TASK BRIEF:
Convert all of the data below into a JSON list of strings, with one string per line and no blank lines. Omit the pictures.

— Start of EXTRACTED ENTRIES —

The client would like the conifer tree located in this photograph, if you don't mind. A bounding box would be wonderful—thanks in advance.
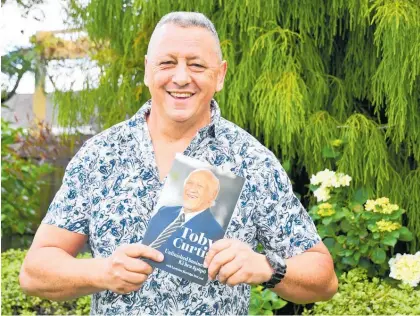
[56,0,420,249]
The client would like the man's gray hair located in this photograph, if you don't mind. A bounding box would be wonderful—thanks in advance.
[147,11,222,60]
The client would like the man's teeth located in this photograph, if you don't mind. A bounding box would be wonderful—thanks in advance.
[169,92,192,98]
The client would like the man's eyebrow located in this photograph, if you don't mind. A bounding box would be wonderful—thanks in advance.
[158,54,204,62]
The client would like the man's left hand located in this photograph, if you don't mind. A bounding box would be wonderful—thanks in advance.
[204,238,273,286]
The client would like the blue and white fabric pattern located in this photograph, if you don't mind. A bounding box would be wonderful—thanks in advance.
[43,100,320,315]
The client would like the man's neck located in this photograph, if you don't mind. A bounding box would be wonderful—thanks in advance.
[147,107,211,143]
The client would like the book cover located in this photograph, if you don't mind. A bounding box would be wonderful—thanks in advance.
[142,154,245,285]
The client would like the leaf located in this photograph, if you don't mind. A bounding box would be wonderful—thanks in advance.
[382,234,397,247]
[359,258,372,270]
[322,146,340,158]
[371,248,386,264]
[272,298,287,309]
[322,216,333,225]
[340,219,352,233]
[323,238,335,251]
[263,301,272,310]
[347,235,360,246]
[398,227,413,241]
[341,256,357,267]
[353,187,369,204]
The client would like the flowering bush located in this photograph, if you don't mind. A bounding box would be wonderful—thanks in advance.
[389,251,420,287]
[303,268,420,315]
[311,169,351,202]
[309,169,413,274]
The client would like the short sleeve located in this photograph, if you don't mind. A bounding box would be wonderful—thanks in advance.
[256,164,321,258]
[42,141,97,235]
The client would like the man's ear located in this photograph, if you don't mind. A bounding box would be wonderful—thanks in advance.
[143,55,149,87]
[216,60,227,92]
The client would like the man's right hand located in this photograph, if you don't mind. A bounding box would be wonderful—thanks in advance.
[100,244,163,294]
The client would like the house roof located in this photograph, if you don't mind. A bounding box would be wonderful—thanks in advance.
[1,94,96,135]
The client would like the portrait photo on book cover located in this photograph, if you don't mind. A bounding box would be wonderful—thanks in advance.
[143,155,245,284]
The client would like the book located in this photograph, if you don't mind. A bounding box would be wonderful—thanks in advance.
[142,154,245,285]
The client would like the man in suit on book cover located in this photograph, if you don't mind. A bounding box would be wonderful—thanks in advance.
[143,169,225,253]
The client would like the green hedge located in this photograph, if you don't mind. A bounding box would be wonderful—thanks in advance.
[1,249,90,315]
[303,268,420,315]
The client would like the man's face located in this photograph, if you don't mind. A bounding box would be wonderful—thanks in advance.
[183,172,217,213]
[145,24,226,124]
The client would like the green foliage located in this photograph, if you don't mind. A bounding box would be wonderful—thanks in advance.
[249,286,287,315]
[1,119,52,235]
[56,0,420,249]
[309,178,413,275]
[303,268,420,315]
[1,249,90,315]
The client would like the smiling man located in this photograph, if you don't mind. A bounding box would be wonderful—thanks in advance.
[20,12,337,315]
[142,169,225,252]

— End of EXTRACTED ENTRIES —

SOLUTION TO THIS TASK:
[
  "The client would like the conifer tree located in this photograph, if you don't mind. A bounding box would be wonderful—thanks in advance.",
  "[56,0,420,249]",
  "The client would like the man's gray hair located in this photograph, if you don't mind. A bounding box would be wonderful—thanks in advance.",
  "[147,11,222,60]",
  "The client would like the man's teeth located in this photograph, if you don't mind. A bounding box would be wonderful—thanks in advance.",
  "[169,92,192,98]",
  "The client would like the man's eyebrow located in this photograph, if you don't mind. A bounding box would be wonderful—thanks in advance.",
  "[158,54,204,62]",
  "The client would like the man's left hand located in this photograph, if you don't mind. A bounding box would be wonderful—thanks in advance.",
  "[204,238,273,286]",
  "The client would like the blue and white fabric pattern located in this photograph, if you don't mind. A bounding box would be wonderful—thanks in advance.",
  "[43,100,320,315]",
  "The client would like the man's neck located in this photograph, if you don't mind. A bounding box would be wonderful—thanks in advance.",
  "[147,107,211,143]",
  "The client would like the book cover located in this photograph, if you don't mind. A bounding box would be wonderful—thanks in advance.",
  "[142,154,245,285]",
  "The client would like the leaf located in this photograph, if you don't mind. A bounding box would be wonderful—thanks in advance.",
  "[382,234,397,247]",
  "[359,258,372,270]",
  "[322,146,340,158]",
  "[371,248,386,264]",
  "[272,298,287,309]",
  "[322,216,333,225]",
  "[340,219,352,233]",
  "[323,238,335,251]",
  "[263,301,272,310]",
  "[347,235,360,246]",
  "[398,227,413,241]",
  "[341,256,357,267]",
  "[353,187,369,204]",
  "The client would like the flowering bush located in this photograph, if you don't mind. A bounding box would be wonderful—thanks in advance.",
  "[389,251,420,287]",
  "[303,268,420,315]",
  "[311,169,351,202]",
  "[309,169,413,274]",
  "The client would like the short sleeve located in this photograph, if you don't mind. A bounding box would be wonderful—thanks in advance.",
  "[256,164,321,258]",
  "[42,141,97,235]",
  "The client would like the man's ear located in this photograph, if you don't mind. A bounding box would be wonderful—thanks in advance.",
  "[143,55,149,87]",
  "[216,60,227,92]",
  "The client would like the man's right hand located in this photograph, if you don't mind. A bounding box would be wonderful—thanks in advance.",
  "[100,244,163,294]",
  "The client would like the house roof located in this photograph, if you don't mind. A bounding box would be wonderful—thanks in advance.",
  "[1,94,96,135]",
  "The client would like the portrait photo on book cover located in this photograph, if you don't mind. A bounding box would be wonderful—thanks in advance.",
  "[143,155,245,284]",
  "The client would like the book located in this photograph, if you don't mind. A bounding box would be wonderful—thanks in advance.",
  "[142,154,245,285]",
  "The client would like the man in suit on book cover located in this photograph, if you don't mind. A bounding box would be wonderful—thanks in advance.",
  "[143,169,225,253]",
  "The client would like the green hedge located in this photograph, if you don't mind. A bounding box would be wonderful—thanks in advance.",
  "[1,249,90,315]",
  "[303,268,420,315]",
  "The client would like the man's face located in this photograph, if you don't mind. A bounding box would be wonderful—thanks in advance.",
  "[183,172,217,213]",
  "[145,24,226,124]",
  "The client would like the green foliage located in this photograph, if you don't mind. A bounding box would be wonderful—thanks in advance.",
  "[249,286,287,315]",
  "[1,119,52,235]",
  "[56,0,420,249]",
  "[309,178,413,275]",
  "[303,268,420,315]",
  "[1,249,90,315]",
  "The client would like the smiling man located in this photograph, if you don't mind. A bounding box would be wonderful—thanks in advance.",
  "[20,12,337,315]",
  "[142,169,225,252]"
]